- PASSAGE TO READ:

----------

I learned the ropes of the industry from my father and my late grandfather who brought me to great heights during my very tender years and inspired a striking love for the land. My progression into the agricultural circles has been far from easy, with challenges from the get go, with people quite often doubting my abilities, but being a results-driven person has always worked in my favour.
Now spanning five generations of farmers, I operate a suckler and drystock production enterprise with my father Joseph Cunnane in Kilkelly. Dad runs the farm full-time. We run a herd of approximately 150-head [of cattle], which is inclusive of a 30 cow suckler herd of the pedigree Aubrac breed which is managed under the ‘Derrybrack Aubracs’ prefix. I am also the social media manager and webmaster for Irish Aubrac Cattle Society since 2015, after taking my place as a co-opted council member.
I co-founded West Women in Farming Ireland, a new, budding, dynamic organisation that strives to provide a network for women in agriculture.
Dad and I also purchase and slaughter a large number of cull cows which are sourced from reputable local herds and several livestock marts. I’m heavily involved on the livestock mart scene, being a dedicated ringside regular, purchasing cull cows on a weekly basis.
I race out of the office every evening to push the fashionable attire to one side in a bid to throw on the wellies and overalls to dig into silage feeding, bedding calves, selecting cattle from the herd for the factory and any other job that may spring up along the way. You could find me doing anything under the sun from pulling a calf, to paperwork.

----------

- MATERIAL SUPPLIED:
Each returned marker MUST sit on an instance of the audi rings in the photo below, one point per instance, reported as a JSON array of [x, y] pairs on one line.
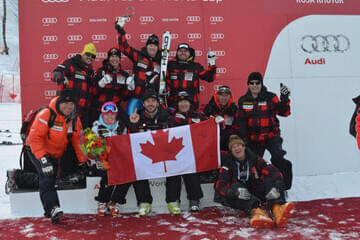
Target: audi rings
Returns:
[[329, 43]]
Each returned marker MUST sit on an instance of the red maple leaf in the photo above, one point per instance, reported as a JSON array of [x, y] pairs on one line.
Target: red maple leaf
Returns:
[[163, 150]]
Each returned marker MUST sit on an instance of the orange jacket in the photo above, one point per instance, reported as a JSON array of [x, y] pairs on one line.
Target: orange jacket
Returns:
[[53, 141], [357, 127]]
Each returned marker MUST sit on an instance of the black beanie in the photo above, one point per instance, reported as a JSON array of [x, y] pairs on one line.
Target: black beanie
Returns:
[[66, 95], [255, 76], [153, 39], [114, 51], [150, 94]]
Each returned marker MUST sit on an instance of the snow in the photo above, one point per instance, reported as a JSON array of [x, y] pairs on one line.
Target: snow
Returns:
[[305, 188]]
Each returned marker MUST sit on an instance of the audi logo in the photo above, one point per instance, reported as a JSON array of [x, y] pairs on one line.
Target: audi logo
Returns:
[[325, 43], [74, 20], [172, 53], [220, 70], [194, 35], [46, 74], [54, 1], [50, 93], [145, 19], [49, 38], [73, 38], [216, 19], [49, 20], [220, 53], [70, 55], [99, 37], [217, 36], [144, 36], [193, 18], [174, 36], [50, 56], [101, 55]]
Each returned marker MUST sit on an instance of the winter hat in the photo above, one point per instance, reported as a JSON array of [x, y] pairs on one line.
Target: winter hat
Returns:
[[153, 39], [255, 76], [66, 95], [114, 52], [183, 45], [224, 89], [184, 95], [234, 139], [89, 48], [150, 94]]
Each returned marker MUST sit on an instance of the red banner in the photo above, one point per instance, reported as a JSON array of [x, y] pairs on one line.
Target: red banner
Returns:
[[240, 32]]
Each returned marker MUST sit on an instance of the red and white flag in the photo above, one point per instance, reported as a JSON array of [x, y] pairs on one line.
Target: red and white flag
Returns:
[[162, 153]]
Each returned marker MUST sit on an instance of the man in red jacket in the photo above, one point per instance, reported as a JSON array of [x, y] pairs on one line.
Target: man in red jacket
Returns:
[[45, 146]]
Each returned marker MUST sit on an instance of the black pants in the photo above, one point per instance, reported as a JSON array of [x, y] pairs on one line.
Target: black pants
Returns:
[[68, 162], [192, 186], [274, 146], [48, 194], [257, 197], [117, 193]]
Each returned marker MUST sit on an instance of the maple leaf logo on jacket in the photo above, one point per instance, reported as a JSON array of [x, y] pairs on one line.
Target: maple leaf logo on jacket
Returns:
[[163, 150]]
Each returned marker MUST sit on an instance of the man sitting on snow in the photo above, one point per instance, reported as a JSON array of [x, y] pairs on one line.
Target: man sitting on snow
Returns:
[[246, 180]]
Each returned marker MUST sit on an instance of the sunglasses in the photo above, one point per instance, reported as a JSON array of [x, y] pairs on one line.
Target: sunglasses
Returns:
[[254, 83], [109, 108], [183, 94], [90, 55]]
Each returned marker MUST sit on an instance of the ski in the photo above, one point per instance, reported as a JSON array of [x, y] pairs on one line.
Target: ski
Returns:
[[165, 51]]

----------

- PARTS OF THE EXERCISE:
1. Answer these questions using the passage about the family farm:
(a) What breed is the 30-cow suckler herd?
(b) What organization did the writer co-found?
(c) How often does the writer buy cull cows at the livestock marts?
2. Resume the passage about the family farm after its final sentence, and continue it in the same first-person voice.
The listing has no connection to the passage about the family farm.

- ANSWER LIST:
1.
(a) The pedigree Aubrac breed
(b) West Women in Farming Ireland
(c) Weekly

2.
In the office, you’ll find me at the heart of starting a conversation, throwing out of the ordinary ideas into the mix and the phone is glued to my ear.
I unwind by leaving the office and farm behind and attending the weekly mart. There is nothing quite like meeting like-minded farmers who understand the merits of a good deal. Livestock marts are the social fabric of rural Ireland, so being a people person and an avid lover of business affairs means that you will often find me at the centre of a mart.
Farming is a full-time vocation, so there is really no switching off. You are always thinking about what has to be done next. The cliché is true, ‘a farmer’s work is never done’.
Although I enjoy spending quality time with friends and family and every farmer likes a good night out with friends, I farm at crazy hours, up until 11 at night or later, particularly at this time of year. When I get more time on my hands, I would like to get more involved with a charity or a political group.

In conversation with Ciara Galvin

Name: Catherina Cunnane
Age: 19
Location: Derrybrack, Aghamore, Ballyhaunis
Occupation: Fifth-generation farmer and a full-time journalist with That’s Farming.

Quickfire Questions

If money was no object, what would you do all day?
Quite simple … farm!

Tell us something about yourself we don’t know?
The dream is to become a livestock auctioneer and full-time farmer, someday! I wouldn’t rule out politics either, although I don’t carry an ounce of political blood. Over the next year or so, the plan is to take the plunge into the deep end, acquire quality land on a long-term lease and finally start farming in my own right.

Where’s your favourite place in the world?
A livestock mart, as cheesy as it may sound.

First hero?
My late grandfather, Joe Cunnane, who patiently took me under his wing at livestock marts once I got the hang of walking!  

Name three things that are always in your fridge?
Natural yoghurt (the ultimate cure for calf scour), home produced Aubrac beef and milk (a drop for the tea after a challenging calving case).

What makes you nervous?
Mice, elevators and moving staircases.

Favourite TV show?
Ear to the Ground or Rare Breed – A Farming Year (of course).

Who’s the most famous person you met?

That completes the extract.